▶ _Problem statement_: Count the lines in the items below that contain the string "surface". Reply with the number alone.

########

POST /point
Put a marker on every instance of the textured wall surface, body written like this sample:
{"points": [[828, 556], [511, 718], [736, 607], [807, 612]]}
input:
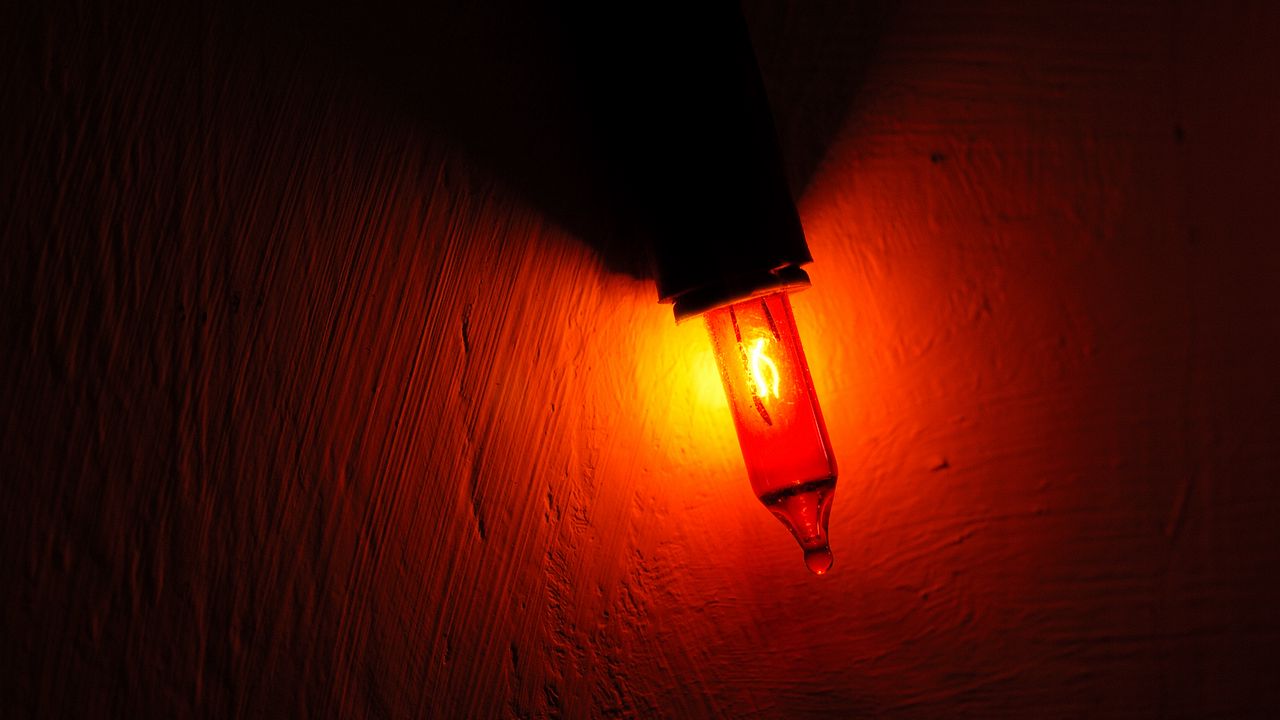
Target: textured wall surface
{"points": [[319, 401]]}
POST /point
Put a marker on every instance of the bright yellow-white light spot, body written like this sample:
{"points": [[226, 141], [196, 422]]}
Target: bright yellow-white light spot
{"points": [[764, 373]]}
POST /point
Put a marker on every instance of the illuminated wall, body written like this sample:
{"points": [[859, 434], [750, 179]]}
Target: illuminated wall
{"points": [[323, 396]]}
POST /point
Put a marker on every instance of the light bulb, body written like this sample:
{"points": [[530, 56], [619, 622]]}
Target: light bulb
{"points": [[780, 427]]}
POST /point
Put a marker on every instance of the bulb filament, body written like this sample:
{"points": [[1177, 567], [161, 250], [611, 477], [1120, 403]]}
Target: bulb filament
{"points": [[764, 372]]}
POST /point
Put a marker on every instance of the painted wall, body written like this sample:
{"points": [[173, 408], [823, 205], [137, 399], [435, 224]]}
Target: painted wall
{"points": [[323, 392]]}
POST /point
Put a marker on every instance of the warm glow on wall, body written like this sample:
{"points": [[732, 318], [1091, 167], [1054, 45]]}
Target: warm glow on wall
{"points": [[780, 425]]}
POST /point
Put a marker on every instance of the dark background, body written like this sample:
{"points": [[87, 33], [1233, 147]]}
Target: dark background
{"points": [[330, 382]]}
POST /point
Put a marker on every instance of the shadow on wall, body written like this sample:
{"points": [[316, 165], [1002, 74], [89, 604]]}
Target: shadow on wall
{"points": [[530, 91]]}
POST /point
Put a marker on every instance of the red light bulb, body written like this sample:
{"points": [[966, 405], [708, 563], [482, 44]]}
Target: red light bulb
{"points": [[780, 427]]}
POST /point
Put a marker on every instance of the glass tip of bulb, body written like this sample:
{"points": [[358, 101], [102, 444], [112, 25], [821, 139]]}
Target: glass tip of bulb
{"points": [[805, 509], [818, 560]]}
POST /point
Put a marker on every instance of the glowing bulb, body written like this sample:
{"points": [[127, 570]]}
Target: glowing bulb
{"points": [[759, 363], [780, 425]]}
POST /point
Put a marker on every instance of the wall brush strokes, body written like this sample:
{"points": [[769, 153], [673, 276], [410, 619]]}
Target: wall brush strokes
{"points": [[324, 391]]}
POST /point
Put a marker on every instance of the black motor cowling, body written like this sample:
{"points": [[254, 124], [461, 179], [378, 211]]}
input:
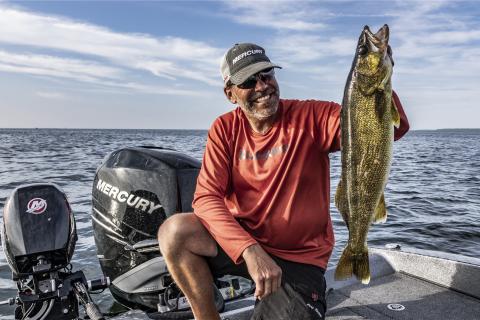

########

▶ _Task result_: 2